Re: RFC: Partition Awareness

2017-10-05 Thread James Peach

> On Jun 21, 2017, at 10:16 AM, Megha Sharma  wrote:
> 
> Thank you all for the feedback.
> To summarize, not killing tasks for non-Partition Aware frameworks will make 
> the schedulers see a higher volume of non terminal updates for tasks for 
> which they have already received a TASK_LOST but nothing new that they are 
> not seeing today. So, this shouldn’t be a breaking change for frameworks and 
> this will make the partition awareness logic simpler. I will update 
> MESOS-7215 with the details once the design is ready.

What happens for short-lived frameworks? That is, the lost task comes back, 
causing the master to track its framework as disconnected, but the framework is 
gone and will never return.

J

Re: RFC: Partition Awareness

2017-06-21 Thread Megha Sharma
Thank you all for the feedback.
To summarize, not killing tasks for non-Partition Aware frameworks will make 
the schedulers see a higher volume of non terminal updates for tasks for which 
they have already received a TASK_LOST but nothing new that they are not seeing 
today. So, this shouldn’t be a breaking change for frameworks and this will 
make the partition awareness logic simpler. I will update MESOS-7215 
 with the details once the 
design is ready.

* **Data shown**:

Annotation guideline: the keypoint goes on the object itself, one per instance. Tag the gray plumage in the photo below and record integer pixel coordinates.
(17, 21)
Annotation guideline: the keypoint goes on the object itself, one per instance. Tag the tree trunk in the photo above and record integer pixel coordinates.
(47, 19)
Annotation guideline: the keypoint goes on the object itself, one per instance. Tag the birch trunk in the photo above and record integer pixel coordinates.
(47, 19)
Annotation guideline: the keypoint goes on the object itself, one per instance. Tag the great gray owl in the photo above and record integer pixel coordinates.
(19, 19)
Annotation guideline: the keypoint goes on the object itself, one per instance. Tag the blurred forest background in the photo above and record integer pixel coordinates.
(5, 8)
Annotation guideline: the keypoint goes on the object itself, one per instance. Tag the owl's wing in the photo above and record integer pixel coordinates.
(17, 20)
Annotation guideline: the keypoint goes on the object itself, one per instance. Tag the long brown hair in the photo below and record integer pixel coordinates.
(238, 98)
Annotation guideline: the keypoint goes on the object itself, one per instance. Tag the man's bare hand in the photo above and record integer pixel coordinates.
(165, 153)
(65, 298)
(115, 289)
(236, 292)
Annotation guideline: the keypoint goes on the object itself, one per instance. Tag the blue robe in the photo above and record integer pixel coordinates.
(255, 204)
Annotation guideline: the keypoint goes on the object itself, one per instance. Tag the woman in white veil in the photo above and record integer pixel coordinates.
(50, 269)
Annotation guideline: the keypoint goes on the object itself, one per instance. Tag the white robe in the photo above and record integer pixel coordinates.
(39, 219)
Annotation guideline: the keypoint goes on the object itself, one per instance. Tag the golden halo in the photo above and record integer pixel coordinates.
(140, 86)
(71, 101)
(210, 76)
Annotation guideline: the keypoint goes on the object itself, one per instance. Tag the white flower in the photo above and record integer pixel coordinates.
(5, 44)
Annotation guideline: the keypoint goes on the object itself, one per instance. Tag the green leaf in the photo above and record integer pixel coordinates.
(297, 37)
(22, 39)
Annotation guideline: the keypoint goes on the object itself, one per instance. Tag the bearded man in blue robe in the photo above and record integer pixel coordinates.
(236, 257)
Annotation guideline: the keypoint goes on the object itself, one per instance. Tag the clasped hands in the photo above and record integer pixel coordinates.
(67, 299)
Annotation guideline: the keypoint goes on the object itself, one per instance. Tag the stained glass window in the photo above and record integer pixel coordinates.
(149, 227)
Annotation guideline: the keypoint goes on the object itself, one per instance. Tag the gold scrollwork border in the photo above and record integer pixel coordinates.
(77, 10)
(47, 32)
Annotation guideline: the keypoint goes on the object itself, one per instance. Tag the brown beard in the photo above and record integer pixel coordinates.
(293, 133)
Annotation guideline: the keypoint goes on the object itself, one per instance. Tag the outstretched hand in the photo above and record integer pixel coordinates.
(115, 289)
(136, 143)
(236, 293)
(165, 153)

* **Tasks for this exercise**:
[1] Transcribe the partition awareness thread between "2017-10-05 Thread James" and "the design is ready.", inclusive.
[2] Pick up the partition awareness thread from where it stops.

* **Task-by-task answers**:
[1]
2017-10-05 Thread James Peach

> On Jun 21, 2017, at 10:16 AM, Megha Sharma  wrote:
> 
> Thank you all for the feedback.
> To summarize, not killing tasks for non-Partition Aware frameworks will make 
> the schedulers see a higher volume of non terminal updates for tasks for 
> which they have already received a TASK_LOST but nothing new that they are 
> not seeing today. So, this shouldn’t be a breaking change for frameworks and 
> this will make the partition awareness logic simpler. I will update 
> MESOS-7215 with the details once the design is ready.

[2]
Thanks
Megha Sharma

On Jun 1, 2017, at 2:56 PM, Vinod Kone  wrote:

On Thu, Jun 1, 2017 at 2:22 PM, Benjamin Mahler  wrote:

If I understood correctly, the proposal is to not kill the tasks for
non-partition aware frameworks? That seems like a pretty big change for
frameworks that are not partition aware and expect the old killing
semantics.


Adding to what Neil said, I think most (if not all) non-PA frameworks
would've already rescheduled the task after seeing a TASK_LOST. The
difference is that previously such tasks can come back to TASK_RUNNING iff
master fails over and non-strict registry (default) is used. Now, we are
saying tasks can come back to TASK_RUNNING irrespective of master fail
over. The assumption/hope is that this shouldn't break existing frameworks
in a catastrophic way.

> On Jun 1, 2017, at 2:30 PM, Neil Conway  wrote:
> 
> Hi Ben,
> 
> The argument for changing the semantics is that correct frameworks
> should _always_ have accounted for the possibility that TASK_LOST
> tasks would go back to running (due to the non-strict registry
> semantics). The proposed change would just increase the probability of
> this behavior occurring. From a certain POV, this change would
> actually make it easier to write correct frameworks because the
> TASK_LOST scenario will be less of a corner case :)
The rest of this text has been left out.